___ Supplied entries

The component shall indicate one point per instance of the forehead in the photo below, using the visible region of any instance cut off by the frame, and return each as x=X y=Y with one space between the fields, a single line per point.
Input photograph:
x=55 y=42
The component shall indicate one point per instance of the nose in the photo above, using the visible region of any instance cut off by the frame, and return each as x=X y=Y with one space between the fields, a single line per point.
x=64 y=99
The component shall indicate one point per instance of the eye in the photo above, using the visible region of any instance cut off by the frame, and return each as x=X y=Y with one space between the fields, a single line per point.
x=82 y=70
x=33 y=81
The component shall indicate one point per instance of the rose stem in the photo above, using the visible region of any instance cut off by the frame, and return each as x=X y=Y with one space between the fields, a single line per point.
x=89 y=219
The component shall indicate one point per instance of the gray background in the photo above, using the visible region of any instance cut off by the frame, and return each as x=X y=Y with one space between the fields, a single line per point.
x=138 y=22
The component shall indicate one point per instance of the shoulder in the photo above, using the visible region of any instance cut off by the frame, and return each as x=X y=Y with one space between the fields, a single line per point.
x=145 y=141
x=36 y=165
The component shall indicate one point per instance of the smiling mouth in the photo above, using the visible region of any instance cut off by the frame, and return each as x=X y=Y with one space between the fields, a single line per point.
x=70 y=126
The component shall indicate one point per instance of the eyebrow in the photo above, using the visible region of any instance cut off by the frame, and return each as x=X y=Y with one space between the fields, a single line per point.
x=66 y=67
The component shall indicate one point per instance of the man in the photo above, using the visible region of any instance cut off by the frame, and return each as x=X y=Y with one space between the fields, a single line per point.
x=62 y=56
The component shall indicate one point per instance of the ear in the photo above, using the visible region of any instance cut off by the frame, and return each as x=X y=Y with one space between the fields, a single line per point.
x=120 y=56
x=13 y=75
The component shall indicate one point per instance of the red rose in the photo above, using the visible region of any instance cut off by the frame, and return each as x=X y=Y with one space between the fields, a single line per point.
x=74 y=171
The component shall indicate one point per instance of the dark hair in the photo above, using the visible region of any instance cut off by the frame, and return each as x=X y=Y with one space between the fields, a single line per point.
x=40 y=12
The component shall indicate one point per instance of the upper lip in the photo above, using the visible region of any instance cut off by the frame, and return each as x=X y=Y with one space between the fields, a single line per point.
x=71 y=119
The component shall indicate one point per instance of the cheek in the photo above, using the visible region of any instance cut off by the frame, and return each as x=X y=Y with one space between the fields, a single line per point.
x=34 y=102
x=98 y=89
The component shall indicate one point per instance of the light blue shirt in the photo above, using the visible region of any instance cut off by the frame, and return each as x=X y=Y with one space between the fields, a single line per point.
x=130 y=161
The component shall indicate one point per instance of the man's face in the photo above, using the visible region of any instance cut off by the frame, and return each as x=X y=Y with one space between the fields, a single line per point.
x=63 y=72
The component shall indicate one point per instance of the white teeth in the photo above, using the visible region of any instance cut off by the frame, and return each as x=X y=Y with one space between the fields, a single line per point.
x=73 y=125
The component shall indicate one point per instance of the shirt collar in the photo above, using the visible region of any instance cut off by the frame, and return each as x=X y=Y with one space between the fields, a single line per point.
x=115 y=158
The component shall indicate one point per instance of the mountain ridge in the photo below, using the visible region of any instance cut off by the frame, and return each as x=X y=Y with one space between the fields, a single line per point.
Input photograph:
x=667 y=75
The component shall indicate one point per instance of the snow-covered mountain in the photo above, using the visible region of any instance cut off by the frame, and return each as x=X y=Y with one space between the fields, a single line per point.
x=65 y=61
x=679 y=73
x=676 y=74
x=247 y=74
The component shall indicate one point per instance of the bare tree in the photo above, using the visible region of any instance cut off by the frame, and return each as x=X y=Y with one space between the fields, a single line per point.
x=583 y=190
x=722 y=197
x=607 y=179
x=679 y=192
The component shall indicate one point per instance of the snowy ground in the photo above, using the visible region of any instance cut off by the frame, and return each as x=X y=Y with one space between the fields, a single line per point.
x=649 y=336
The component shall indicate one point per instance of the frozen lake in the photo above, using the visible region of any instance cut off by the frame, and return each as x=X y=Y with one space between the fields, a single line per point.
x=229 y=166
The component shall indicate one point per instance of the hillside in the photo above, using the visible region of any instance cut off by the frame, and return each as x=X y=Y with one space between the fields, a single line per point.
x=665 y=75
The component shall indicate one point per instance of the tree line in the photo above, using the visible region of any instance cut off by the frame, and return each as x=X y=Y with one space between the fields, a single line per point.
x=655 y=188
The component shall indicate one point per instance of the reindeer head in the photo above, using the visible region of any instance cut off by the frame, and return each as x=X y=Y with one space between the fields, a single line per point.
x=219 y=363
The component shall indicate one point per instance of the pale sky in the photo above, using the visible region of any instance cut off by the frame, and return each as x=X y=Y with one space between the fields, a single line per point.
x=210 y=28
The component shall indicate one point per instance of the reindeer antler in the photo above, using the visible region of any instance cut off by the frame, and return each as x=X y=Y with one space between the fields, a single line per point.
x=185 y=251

______

**Exercise requirements:**
Convert the records above into a JSON list of strings, one string for each line and none for blank lines.

**Expected answer:**
[
  "The component shall indicate one point per instance of the forehead in the photo below, using the visible region of any instance cut off by the frame, and return each as x=X y=Y with one space between the fields, a single line per point.",
  "Input photograph:",
  "x=55 y=42",
  "The component shall indicate one point per instance of the nose in the photo above, using the visible region of any instance cut off by the frame, and return each as x=X y=Y with one space between the fields, a single line per point.",
  "x=64 y=99",
  "The component shall indicate one point per instance of the eye in the photo above, using the visible region of any instance cut off by the frame, and return each as x=X y=Y with one space between the fields, a single line per point.",
  "x=82 y=70",
  "x=33 y=81",
  "The component shall indicate one point per instance of the rose stem in the photo above, using the visible region of any instance cut off by the frame, and return each as x=X y=Y with one space between the fields, a single line per point.",
  "x=89 y=219",
  "The component shall indicate one point per instance of the gray background in the photo above, using the visible region of any instance cut off by the frame, and return each as x=X y=Y with one space between the fields, a single line per point.",
  "x=138 y=22",
  "The component shall indicate one point per instance of the shoulder in the photo above, using the visible region of any instance cut off by the frame, and return each as x=X y=Y with one space between the fields, a single line per point.",
  "x=145 y=141",
  "x=36 y=165",
  "The component shall indicate one point per instance of the smiling mouth in the photo above, using the visible region of any instance cut off by the frame, and return each as x=X y=Y with one space between the fields, a single line per point.",
  "x=70 y=126",
  "The component shall indicate one point per instance of the eyebrow in the photo above, using the visible region of any instance cut off by the frame, and return each as x=X y=Y with one space between the fields, a single line per point.",
  "x=66 y=67",
  "The component shall indicate one point per instance of the man in the photo above, using the visible region of any instance cut off by the frame, and return each as x=X y=Y with one space between the fields, a single line per point.",
  "x=62 y=56",
  "The component shall indicate one point per instance of the ear in the photo above, using the visible region of any instance cut off by the frame, and return each as x=X y=Y with one space between the fields, a single line per point.",
  "x=120 y=56",
  "x=13 y=75",
  "The component shall indicate one point per instance of the red rose in the photo above, using the visible region of any instance cut off by the frame, and return each as x=X y=Y with one space between the fields, a single line per point.",
  "x=74 y=171",
  "The component shall indicate one point per instance of the dark hair in the photo above, using the visible region of any instance cut off by the frame, and return each as x=X y=Y with one space between the fields, a single line per point.",
  "x=40 y=12",
  "The component shall indicate one point per instance of the upper lip in the photo above, using the visible region of any instance cut off by the frame, and return each as x=X y=Y with one space between the fields, a single line per point.",
  "x=71 y=119",
  "The component shall indicate one point per instance of the cheek in the photo above, using the visible region of any instance cut off by the frame, and return each as x=X y=Y with one space between the fields, a single line per point.",
  "x=34 y=102",
  "x=98 y=89",
  "The component shall indicate one point per instance of the light blue shirt in the photo above, using the visible region of any instance cut off by the frame, and return each as x=X y=Y with one space between the fields, a single line per point.",
  "x=130 y=161",
  "The component shall indicate one point per instance of the man's face in the photo above, using the visible region of any instance cut off by the frame, and return each as x=X y=Y with one space between the fields, a single line per point.",
  "x=63 y=72",
  "The component shall indicate one point per instance of the white teeth in the photo above, using the visible region of any instance cut off by the frame, and return each as x=X y=Y with one space between the fields, a single line per point.",
  "x=73 y=125",
  "The component shall indicate one point per instance of the shirt collar in the photo above, using the visible region of any instance cut off by the frame, and return each as x=X y=Y with one space between the fields, a single line per point.",
  "x=115 y=158",
  "The component shall indicate one point per instance of the mountain ridge in the photo below, using the visible region of any instance cut off by the frame, and return each as x=X y=Y with one space between the fields, a single line per point.",
  "Input photograph:",
  "x=667 y=75",
  "The component shall indicate one point per instance of the snow-covered mountain in the photo above, using the visible region of any instance cut off by the frame, and return each as x=X y=Y with one space between the fields, a single line per point.",
  "x=65 y=61",
  "x=679 y=73",
  "x=676 y=74",
  "x=247 y=74",
  "The component shall indicate one point per instance of the bare tree in the photo above, using the visible region of any instance cut off by the frame, and return each as x=X y=Y with one space between the fields, a single line per point.",
  "x=583 y=190",
  "x=722 y=197",
  "x=607 y=179",
  "x=679 y=192",
  "The component shall indicate one point per instance of the snowy ground in the photo above, using the visible region of any instance cut off by the frame, and return each as x=X y=Y with one space between the fields, a single line per point.",
  "x=649 y=336",
  "The component shall indicate one point per instance of the frozen lake in the photo above, using the visible region of any instance cut off by the frame, and return each as x=X y=Y with one space between the fields, a single line per point.",
  "x=229 y=166",
  "The component shall indicate one point per instance of the hillside in the photo above, using the visible region of any instance cut off by the frame, and return each as x=X y=Y with one space between the fields, a single line per point.",
  "x=665 y=75",
  "The component shall indicate one point per instance of the tree line in the photo above, using the visible region of any instance cut off by the frame, and return each as x=X y=Y with one space between the fields, a single line per point.",
  "x=655 y=188",
  "The component shall indicate one point per instance of the reindeer head in the photo above, using the visible region of any instance cut off by the frame, and return each as x=X y=Y with one space between the fields, a single line per point.",
  "x=219 y=363",
  "The component shall indicate one point per instance of the pale sky in the photo above, using the visible region of any instance cut off by the frame, and return each as x=X y=Y with one space between the fields, a single line per point.",
  "x=210 y=28",
  "The component shall indicate one point per instance of the reindeer antler in the photo above, using the visible region of any instance cut off by the frame, and return each as x=X y=Y with one space between the fields, a single line per point.",
  "x=185 y=251"
]